- _PROBLEM TO WORK ON_:
Could you output exactly the lines from the one containing "point: shadow on" through the end of the records below, and nothing more?
+++ SOURCE DATA
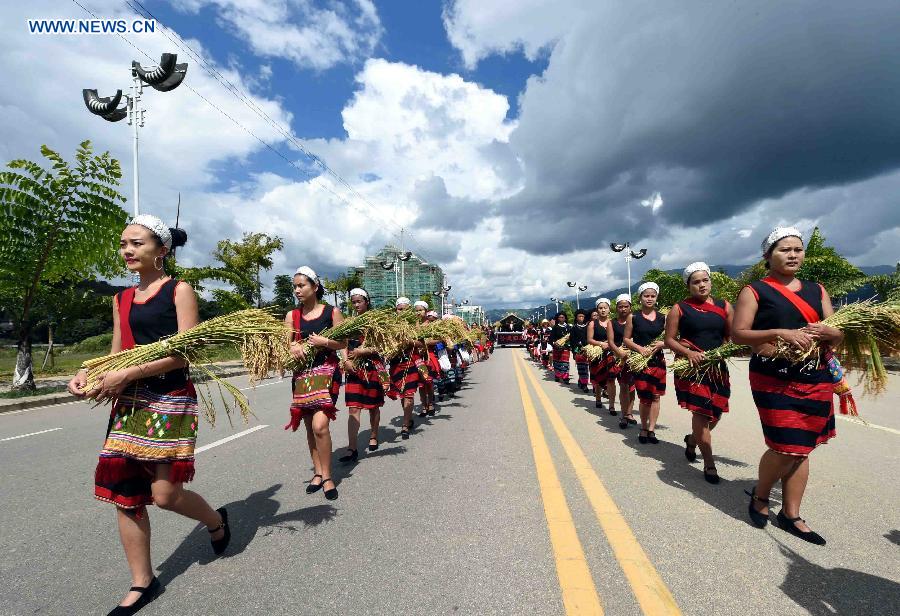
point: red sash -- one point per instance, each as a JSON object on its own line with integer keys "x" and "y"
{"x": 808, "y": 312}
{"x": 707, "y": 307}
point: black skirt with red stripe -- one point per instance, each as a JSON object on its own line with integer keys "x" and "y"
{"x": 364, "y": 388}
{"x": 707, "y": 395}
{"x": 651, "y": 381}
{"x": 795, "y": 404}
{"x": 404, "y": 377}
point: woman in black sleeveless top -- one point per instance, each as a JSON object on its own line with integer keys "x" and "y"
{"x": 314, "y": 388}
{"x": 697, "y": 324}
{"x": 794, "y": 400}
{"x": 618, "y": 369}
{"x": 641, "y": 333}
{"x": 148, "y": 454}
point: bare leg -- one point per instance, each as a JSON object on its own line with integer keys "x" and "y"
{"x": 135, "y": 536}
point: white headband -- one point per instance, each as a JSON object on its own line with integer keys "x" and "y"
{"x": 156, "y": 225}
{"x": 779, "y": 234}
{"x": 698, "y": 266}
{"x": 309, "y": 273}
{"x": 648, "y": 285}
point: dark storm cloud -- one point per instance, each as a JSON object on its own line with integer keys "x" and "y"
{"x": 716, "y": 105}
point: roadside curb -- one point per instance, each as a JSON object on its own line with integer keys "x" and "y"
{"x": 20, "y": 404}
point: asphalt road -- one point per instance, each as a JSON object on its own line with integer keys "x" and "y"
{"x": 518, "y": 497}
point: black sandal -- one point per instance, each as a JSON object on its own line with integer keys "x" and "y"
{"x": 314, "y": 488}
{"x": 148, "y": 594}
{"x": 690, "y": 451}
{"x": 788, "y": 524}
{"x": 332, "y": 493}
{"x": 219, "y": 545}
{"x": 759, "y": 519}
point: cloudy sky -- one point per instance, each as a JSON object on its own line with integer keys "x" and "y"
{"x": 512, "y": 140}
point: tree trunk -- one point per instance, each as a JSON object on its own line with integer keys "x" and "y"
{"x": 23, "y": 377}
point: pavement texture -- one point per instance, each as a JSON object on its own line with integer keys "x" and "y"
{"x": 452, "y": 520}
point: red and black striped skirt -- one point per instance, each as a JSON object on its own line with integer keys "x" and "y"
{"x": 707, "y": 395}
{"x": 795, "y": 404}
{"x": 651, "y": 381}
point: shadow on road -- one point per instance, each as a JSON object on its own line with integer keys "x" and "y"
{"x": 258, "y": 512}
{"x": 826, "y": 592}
++++++
- _TASK RESULT_:
point: shadow on road -- one point per instance, each as a JSON object on its own line with integer keys "x" and "y"
{"x": 258, "y": 512}
{"x": 826, "y": 592}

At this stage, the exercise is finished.